All MAC addresses always begin with the organizationally unique identifier (OUI). For multicast MAC address, the OUI is always 01:00:5e. After the OUI, the multicast MAC address is padded with a binary 0. The remaining bits of the multicast MAC address are derived from the multicast IP address.
When converted to binary, a multicast IP address will always start with a fixed 4-bit header of binary 1110 (due to the restricted IP address range for multicast). This leaves 28 bits of significant ipv4 addresses remaining that are used to relate a multicast IP address with a MAC address. However, after the OUI and the binary 0, the MAC address only has 23 bits left. So, some of the bits of the IP address are shaved off to fit within the remaining space of the MAC address. The diagram below illustrates the derivation of a multicast MAC address.
Since 5 bits of the IP address are lost in this transformation, there is never a 1:1 relationship between an multicast MAC address and a multicast IP address. In fact, every multicast MAC address has 32 multicast IP addresses that map to it. This can potentially create confusion and cause multicast packets to be delivered to devices that don't want them. These unwanted packets can be filtered out at layer 3, but this filtering can consume CPU resources, especially if the bandwidth of multicast traffic is high.
Preventing this requires using known local or existing multicast broadcast addresses when working in IP multicast environments avoiding multicast over the 126.96.36.199/24 and 188.8.131.52/24 subranges.

• SET OF TASKS:
1. Translate this sentence from the passage on multicast MAC addresses into Spanish: "In fact, every multicast MAC address has 32 multicast IP addresses that map to it."
2. Pick up the passage on multicast MAC addresses after its final sentence and write the next part.

• GIVEN MATERIAL:
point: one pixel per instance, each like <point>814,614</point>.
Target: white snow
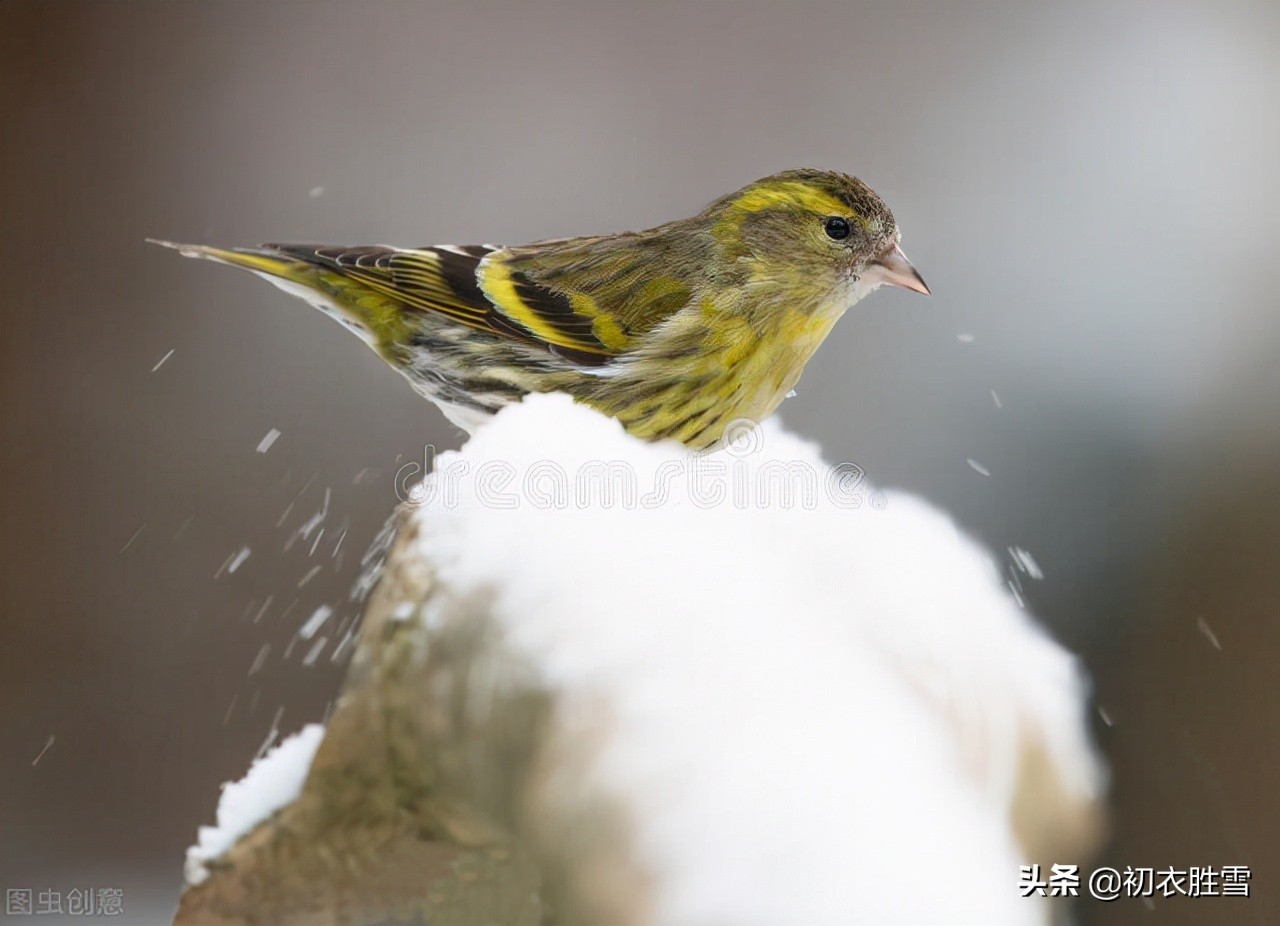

• FINAL ANSWERS:
1. De hecho, cada dirección MAC de multidifusión tiene 32 direcciones IP de multidifusión que se asignan a ella.

2.
Multicast routing protocols
“Multicast routing protocols enable a collection of multicast routing devices to build (join) distribution trees when a host on a directly attached subnet, typically a LAN, wants to receive traffic from a certain multicast group, prune branches, locate sources and groups, and prevent routing loops.”
Protocol Independent Multicast
Multicast routing protocols evolved over time to the most common one applied today: Protocol Independent Multicast, or PIM. The protocol gains its independence through leveraging other unicast routing protocols on the network i.e. RIP, EIGRP, OSPF, BGP, or static routes via Reverse Path Forwarding (RPF) to define its traffic patterns.
Reverse Path Forwarding (RPF) ensures traffic will always flow away from the root of the tree keeping source to destination traffic patterns intact. Routers will look at the source IP address on received packets to determine if the packet arrives on the same interface the router would use to send traffic back to the source requesting it. The packets that match make the branches of the tree leading back to the source.
The PIM router runs an RPF test seeking a match in its unicast routing table to confirm if it should drop or forward the packet. To forward the multicast traffic, passing the RPF test, the next-hop interface used to reach the source address will need to match the interface the packet was received on.
PIM Dense Mode applications fall under smaller local area network LAN topologies not worried about bandwidth constraints, i.e. IPTV or Webcasting expecting vast numbers of receivers, referred to as a “Push model.”
PIM Sparse Mode applications fall under large WAN topologies looking to conserve bandwidth, i.e. teleconferencing applications expecting limited number of receivers of the stream, referred to as a, “Pull model” and will rely on a Router defined Rendezvous Point RP to centralize the exchange of the known active sources and forwarding of the multicast packets to other routers participating in the PIM-SM topology and has the best scalability preventing edge-to-switch link saturation and network loops from occurring.
PIM Sparse-Dense Mode allows for both modes operating on a per-group “either or” application. The rules for each mode will apply based on their group assignment of Sparse or Dense providing best of both worlds. Note best practice is not to run dense mode on WANs.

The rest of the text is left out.